Note: Some of this section is outdated. A partially working prototype of this project was built during the [[OpenZFS Developer Summit]] hackathon. The prototype used a lua-based language for channel programs.
 
 
----
 
 
ZCP will have three main components: the frontend programming language in which ZCP programs can be written, the intermediate representation (IR) that ZCP programs are translated to and which is passed to the kernel, and the modifications to the kernel which execute the ZFS operations specified by the IR program.
 
 
The bulk of the work for supporting ZCP will be in the addition of a ZCP interpreter to the kernel. Current support for executing ZFS commands is provided by dsl_sync_task objects and the check and sync functions they contain. A dsl_sync_task object represents an operation on ZFS metadata (e.g. creating a snapshot, destroying several snapshots, or setting a property). A sync task can fail if either 1) its check function fails in open context, or 2) its check function fails in syncing context. As an example, consider the operation of setting a property on a dataset. In this case, the check function performs some basic checks such as checking that the name of the property has a valid length or that the current version of ZFS supports properties for this dataset’s type. The sync function performs the actual setting of the property on the specified dataset.

━━━

Actions to take
**A)** In the passage on ZFS channel programs, what does a dsl_sync_task object represent?
**B)** Continue the passage on ZFS channel programs, picking up after its final sentence.

━━━

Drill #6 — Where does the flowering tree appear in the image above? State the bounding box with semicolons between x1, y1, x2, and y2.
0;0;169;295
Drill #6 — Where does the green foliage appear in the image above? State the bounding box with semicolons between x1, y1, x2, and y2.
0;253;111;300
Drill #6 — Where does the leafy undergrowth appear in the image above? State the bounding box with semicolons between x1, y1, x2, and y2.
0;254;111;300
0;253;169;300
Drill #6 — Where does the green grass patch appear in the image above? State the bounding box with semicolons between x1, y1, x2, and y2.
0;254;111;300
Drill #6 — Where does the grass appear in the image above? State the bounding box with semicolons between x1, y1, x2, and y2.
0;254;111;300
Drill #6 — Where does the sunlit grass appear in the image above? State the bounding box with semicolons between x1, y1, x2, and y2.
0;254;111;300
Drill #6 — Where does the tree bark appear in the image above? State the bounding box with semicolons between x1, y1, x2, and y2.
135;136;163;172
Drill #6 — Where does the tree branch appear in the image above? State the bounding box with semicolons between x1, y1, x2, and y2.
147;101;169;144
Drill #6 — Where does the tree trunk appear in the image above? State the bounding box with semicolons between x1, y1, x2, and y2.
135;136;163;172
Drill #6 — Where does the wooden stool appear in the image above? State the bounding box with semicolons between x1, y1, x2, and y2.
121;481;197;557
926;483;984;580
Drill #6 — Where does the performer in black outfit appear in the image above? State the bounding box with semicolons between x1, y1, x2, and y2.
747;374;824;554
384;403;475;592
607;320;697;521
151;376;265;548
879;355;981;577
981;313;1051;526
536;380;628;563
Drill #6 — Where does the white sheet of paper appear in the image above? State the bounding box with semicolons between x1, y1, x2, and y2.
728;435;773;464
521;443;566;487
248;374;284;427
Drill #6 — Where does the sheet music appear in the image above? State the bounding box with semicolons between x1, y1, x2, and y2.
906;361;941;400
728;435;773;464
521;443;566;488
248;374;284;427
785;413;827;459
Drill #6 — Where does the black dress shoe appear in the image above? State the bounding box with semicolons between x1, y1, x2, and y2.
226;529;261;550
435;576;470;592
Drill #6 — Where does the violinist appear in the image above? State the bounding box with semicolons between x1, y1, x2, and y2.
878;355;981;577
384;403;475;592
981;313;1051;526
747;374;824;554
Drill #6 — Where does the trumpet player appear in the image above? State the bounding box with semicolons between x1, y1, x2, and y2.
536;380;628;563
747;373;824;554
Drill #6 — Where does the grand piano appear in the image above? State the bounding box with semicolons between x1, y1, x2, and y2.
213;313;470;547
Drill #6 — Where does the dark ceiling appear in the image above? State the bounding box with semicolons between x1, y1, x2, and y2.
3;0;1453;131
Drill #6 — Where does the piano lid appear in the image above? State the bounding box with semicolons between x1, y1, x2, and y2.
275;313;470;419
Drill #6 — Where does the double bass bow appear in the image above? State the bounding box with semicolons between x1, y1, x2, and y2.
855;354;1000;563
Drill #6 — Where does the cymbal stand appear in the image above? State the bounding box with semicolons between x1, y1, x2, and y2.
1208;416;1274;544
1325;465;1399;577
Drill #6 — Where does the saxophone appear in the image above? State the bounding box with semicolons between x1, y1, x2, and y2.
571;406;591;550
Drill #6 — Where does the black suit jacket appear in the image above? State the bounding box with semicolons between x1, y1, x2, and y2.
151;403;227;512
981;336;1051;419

━━━

Answers for this exercise
**A)** An operation on ZFS metadata, such as creating a snapshot, destroying several snapshots, or setting a property.

**B)**
The end product should evaluate ZCP programs as trees of sync_task objects (or some other analogous new object type), enabling organic and arbitrary combinations of ZFS operations within the restrictions of the syntax of the ZCP language, syntax of the IR, and checks built into the interpreter. The steps to reach this end goal have been designed such that the implementation of ZCP can be incremental. Adding modular items individually will simplify performance testing and correctness checking of each piece of ZCP.
 
 
# Modifying the existing sync_task objects to match up with the planned ZCP operations, and modifying the implementation of each check and sync function to work with the new object definitions while still taking the same zfs_cmd_t input from user space.
 
# Add any new sync_task objects necessary for ZCP, plugging them in to replace any existing ZCP operations where necessary while retaining all or most of the existing sync_task implementation. After this step, the backend/kernel implementation should be stable and should support most of the elemental operations planned for ZCP.
 
# Write implementations of each zfs operation as ZCPs. This task bridges the gap between the ZCP frontend and backend, as we will need some kind of language standard to support this step.
 
# Modify the existing dsl_sync_task API to take as input a ZCP IR program and translate that IR program into calls to check and sync calls for the new sync_task objects.
 
# Create a library for manually generating ZCP IR programs from user space to enable testing.
 
# Support permissions checking on all objects touched by a ZCP.
 
 
Proposals for the ZCP programming language have included a procedural (Python) or a functional frontend supporting a number of primitives. Details of the core operations proposed are at in the ZCP design doc.
 
 
The current design uses nvlists as the IR for ZCPs. Translating a functional or lisp-like language to this would probably be simpler, though Python may be more familiar for users. For the frontend, the main challenges are:
 
 
# Clearly defining the operations and semantics of each statement and operation in the ZCP programming language and IR, for both successful and failed execution.
 
# Translating the high-level ZCP programming language to the ZCP IR. However, this would be a final step done at the very end of ZCP implementation.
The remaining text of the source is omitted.